EXERCISE TASK
Reproduce the records from the line containing "Point out shrub in the photo." through the end of the records, both ends included, keeping every request and increasing each bounding box coordinate by 97.

[Bounding box annotation records]
--
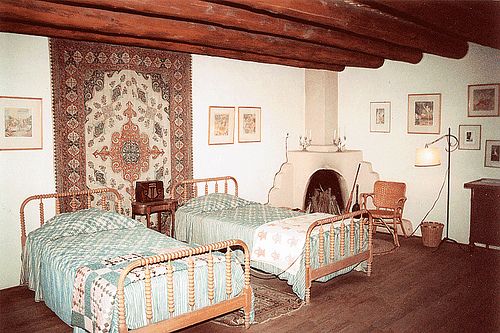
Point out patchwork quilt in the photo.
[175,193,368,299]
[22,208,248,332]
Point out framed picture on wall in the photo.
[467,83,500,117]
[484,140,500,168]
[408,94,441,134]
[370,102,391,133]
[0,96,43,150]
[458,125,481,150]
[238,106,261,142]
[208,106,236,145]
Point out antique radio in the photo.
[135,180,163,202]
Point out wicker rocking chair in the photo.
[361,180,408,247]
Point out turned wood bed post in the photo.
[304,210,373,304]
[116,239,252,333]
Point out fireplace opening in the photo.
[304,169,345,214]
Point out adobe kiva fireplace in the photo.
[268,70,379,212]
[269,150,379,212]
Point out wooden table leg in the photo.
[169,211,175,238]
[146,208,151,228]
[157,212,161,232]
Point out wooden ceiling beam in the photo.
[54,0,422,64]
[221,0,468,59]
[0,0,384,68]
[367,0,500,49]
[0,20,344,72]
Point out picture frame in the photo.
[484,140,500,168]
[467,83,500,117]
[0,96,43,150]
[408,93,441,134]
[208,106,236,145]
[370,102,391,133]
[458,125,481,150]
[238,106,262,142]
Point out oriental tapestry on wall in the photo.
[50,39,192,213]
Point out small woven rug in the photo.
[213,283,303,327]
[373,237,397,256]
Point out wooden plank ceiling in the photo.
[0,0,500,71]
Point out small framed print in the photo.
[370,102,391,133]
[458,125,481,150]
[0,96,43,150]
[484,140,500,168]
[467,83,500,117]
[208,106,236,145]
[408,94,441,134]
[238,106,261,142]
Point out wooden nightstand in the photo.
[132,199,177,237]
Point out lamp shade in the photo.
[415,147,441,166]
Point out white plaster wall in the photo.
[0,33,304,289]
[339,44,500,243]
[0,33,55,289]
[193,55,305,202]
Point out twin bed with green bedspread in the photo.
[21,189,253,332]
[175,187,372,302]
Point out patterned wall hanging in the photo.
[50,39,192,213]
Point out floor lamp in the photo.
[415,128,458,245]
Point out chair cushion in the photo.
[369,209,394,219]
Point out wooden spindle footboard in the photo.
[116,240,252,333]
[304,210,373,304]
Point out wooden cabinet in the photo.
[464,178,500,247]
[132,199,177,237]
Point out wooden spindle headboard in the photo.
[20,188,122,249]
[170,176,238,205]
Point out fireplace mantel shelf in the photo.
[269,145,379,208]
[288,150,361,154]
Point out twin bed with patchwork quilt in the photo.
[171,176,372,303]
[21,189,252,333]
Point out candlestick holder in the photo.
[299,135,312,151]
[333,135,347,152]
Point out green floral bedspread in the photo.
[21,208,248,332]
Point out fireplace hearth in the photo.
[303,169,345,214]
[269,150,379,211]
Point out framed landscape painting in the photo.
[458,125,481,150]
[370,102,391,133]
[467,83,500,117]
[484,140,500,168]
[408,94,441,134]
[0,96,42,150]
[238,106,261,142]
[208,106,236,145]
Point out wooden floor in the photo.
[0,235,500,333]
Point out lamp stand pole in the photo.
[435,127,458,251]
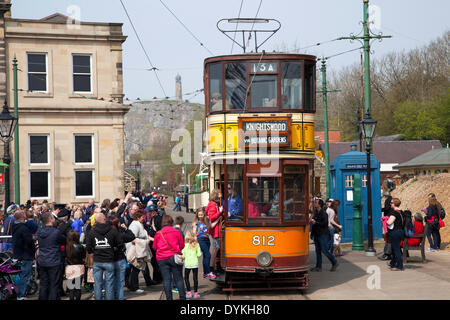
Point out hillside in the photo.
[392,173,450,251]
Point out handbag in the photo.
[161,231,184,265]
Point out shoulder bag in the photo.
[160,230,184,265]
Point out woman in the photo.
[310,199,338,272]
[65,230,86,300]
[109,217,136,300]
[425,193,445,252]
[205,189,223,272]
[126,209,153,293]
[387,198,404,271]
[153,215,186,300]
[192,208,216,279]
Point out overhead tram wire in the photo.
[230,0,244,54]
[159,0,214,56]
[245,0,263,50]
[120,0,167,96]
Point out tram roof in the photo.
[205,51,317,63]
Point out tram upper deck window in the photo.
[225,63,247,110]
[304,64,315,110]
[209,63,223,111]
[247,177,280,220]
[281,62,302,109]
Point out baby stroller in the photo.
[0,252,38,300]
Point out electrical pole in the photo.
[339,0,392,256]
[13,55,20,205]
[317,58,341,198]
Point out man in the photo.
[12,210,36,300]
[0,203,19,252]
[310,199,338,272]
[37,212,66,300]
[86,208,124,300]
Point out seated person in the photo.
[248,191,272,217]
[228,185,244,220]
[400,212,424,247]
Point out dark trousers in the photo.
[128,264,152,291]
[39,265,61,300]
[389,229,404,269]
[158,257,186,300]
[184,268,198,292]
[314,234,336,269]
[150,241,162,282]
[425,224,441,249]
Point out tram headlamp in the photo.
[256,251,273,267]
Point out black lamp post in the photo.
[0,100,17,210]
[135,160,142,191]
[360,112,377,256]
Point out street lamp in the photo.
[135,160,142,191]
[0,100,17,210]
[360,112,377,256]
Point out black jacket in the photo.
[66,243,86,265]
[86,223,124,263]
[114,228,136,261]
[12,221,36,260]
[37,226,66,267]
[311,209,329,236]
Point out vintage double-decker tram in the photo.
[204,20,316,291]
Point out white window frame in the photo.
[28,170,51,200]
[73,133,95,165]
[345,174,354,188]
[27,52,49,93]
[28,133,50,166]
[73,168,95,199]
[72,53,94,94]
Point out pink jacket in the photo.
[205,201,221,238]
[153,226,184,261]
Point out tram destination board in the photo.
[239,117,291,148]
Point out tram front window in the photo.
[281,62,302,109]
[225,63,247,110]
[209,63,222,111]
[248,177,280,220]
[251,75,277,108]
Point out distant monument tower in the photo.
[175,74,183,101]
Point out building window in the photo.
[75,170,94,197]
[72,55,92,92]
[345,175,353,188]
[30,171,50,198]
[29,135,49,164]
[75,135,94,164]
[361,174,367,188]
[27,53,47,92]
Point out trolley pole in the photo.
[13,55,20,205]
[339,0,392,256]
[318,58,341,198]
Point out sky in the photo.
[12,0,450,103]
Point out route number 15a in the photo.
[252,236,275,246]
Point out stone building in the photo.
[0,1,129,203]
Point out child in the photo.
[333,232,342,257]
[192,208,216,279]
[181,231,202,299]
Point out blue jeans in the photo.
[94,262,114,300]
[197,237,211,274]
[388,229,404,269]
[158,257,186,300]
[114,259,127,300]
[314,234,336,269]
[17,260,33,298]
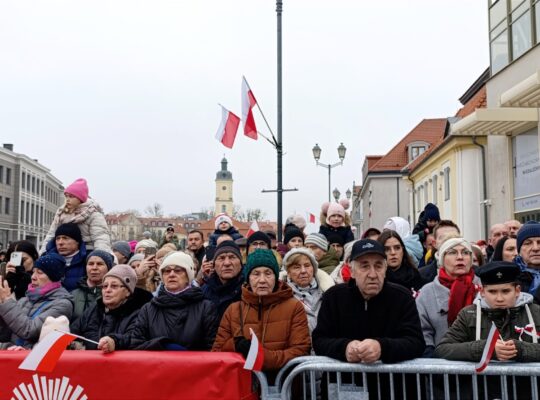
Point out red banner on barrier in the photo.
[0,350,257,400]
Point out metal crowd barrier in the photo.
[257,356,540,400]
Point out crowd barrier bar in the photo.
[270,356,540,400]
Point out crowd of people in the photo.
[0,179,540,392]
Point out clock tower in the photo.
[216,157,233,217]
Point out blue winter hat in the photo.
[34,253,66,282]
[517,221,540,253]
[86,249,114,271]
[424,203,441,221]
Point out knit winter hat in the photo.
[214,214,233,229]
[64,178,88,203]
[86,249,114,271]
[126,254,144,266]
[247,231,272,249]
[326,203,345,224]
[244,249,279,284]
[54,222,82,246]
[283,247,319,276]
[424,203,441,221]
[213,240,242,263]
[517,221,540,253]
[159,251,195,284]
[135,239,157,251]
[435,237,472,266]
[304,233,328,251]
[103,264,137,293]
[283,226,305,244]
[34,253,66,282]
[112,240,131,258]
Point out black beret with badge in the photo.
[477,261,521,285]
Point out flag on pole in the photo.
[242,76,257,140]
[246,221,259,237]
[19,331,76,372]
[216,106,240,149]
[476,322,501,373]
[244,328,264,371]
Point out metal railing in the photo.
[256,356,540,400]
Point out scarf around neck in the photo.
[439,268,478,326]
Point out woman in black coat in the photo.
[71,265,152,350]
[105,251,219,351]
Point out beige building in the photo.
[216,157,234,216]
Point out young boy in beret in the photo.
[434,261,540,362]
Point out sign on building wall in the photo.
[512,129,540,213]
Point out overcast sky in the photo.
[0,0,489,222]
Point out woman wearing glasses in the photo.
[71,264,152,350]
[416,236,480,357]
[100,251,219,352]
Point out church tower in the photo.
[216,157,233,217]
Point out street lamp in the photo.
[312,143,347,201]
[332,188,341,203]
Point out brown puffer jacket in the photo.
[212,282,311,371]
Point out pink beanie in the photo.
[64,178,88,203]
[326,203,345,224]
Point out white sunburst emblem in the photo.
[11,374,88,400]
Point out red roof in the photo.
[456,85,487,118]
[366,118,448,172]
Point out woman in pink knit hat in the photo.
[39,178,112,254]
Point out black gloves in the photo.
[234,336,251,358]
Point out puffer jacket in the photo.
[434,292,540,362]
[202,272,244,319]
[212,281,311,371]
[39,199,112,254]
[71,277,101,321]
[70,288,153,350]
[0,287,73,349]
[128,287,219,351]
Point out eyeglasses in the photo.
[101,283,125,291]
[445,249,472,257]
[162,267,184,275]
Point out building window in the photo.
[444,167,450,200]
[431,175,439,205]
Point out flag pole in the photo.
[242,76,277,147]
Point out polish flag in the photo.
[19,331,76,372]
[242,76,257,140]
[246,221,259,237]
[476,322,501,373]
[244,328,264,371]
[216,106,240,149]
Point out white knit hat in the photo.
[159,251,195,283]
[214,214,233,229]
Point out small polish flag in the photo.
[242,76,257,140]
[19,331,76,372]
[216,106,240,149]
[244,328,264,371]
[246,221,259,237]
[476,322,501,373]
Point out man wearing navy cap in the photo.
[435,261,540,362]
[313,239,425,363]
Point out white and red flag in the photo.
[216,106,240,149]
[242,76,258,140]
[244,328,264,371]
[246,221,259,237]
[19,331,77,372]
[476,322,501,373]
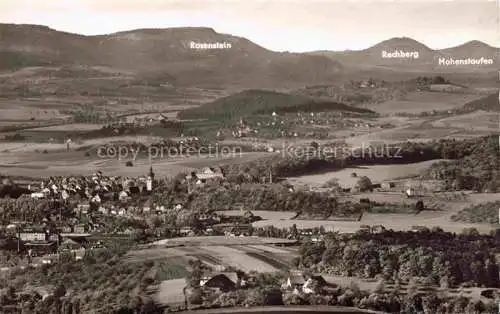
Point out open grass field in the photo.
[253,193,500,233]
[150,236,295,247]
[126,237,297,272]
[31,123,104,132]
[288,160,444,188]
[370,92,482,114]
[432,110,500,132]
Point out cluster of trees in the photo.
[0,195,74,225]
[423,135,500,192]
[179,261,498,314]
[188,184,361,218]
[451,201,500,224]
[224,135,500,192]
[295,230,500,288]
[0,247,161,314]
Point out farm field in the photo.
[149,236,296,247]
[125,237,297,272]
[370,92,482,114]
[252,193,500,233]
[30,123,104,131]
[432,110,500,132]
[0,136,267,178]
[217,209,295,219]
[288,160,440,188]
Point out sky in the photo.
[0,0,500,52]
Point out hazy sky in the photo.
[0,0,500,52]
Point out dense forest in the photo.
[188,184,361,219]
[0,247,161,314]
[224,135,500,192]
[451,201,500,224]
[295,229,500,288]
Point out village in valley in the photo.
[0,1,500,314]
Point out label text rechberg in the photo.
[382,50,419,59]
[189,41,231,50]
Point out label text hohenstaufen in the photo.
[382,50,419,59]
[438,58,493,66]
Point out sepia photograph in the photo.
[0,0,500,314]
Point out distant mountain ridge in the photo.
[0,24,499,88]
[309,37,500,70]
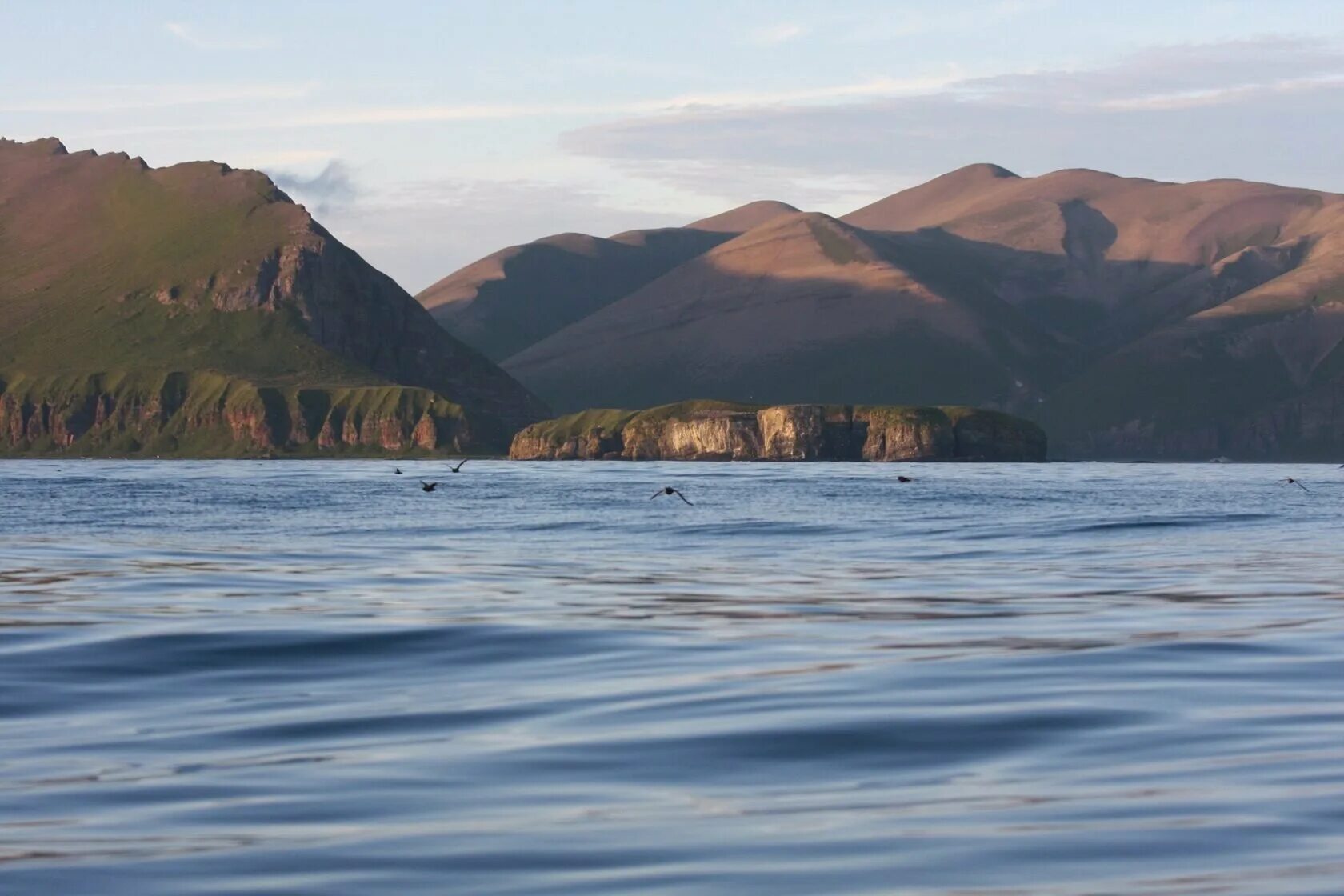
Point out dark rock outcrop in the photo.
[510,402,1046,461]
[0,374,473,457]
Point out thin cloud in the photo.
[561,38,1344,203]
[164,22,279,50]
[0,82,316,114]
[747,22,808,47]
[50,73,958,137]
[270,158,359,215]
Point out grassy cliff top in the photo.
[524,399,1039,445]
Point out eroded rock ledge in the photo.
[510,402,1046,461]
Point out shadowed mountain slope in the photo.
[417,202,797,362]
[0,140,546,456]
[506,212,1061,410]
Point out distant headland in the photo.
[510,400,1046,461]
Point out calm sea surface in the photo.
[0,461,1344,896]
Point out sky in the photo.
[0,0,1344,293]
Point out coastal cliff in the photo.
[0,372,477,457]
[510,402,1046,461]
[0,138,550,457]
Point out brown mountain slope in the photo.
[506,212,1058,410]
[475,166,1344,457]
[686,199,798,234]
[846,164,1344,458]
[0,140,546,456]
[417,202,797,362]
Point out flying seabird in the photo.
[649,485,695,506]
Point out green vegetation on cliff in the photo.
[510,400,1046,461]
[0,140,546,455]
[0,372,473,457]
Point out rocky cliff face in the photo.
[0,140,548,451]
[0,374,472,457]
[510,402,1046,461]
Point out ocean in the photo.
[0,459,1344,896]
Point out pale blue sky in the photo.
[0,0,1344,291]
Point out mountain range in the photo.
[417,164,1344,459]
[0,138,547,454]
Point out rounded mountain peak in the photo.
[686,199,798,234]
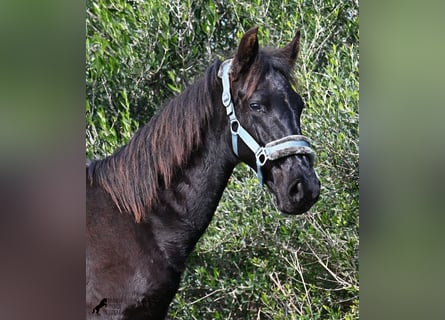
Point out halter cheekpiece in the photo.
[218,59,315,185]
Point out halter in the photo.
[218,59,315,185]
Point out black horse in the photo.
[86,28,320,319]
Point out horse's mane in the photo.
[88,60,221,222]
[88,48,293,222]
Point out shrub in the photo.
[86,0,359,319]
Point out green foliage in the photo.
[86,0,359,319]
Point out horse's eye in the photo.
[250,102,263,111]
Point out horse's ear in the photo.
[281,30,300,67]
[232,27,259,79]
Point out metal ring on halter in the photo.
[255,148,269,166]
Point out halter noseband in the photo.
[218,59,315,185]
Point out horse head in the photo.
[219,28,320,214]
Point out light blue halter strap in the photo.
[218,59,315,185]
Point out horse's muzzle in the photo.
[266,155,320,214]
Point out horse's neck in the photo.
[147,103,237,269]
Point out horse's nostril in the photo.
--
SOLUTION TO THE EXERCISE
Point out shrub in the photo.
[183,97,456,416]
Point out green foliage in the photo.
[183,97,456,416]
Point out horse's eye in the photo.
[347,199,360,208]
Point out horse's ear in the photo.
[378,127,397,164]
[329,124,356,176]
Point out metal ring on halter in the photo.
[352,245,366,263]
Point out halter noseband in the photo.
[315,156,412,282]
Point out horse head in the photo.
[316,125,417,311]
Point out light blue halter strap in the photo.
[315,156,412,282]
Point out horse's muzzle in the photo.
[363,252,417,311]
Point out horse's neck in the photo.
[244,200,334,366]
Point out horse's nostril in the photo.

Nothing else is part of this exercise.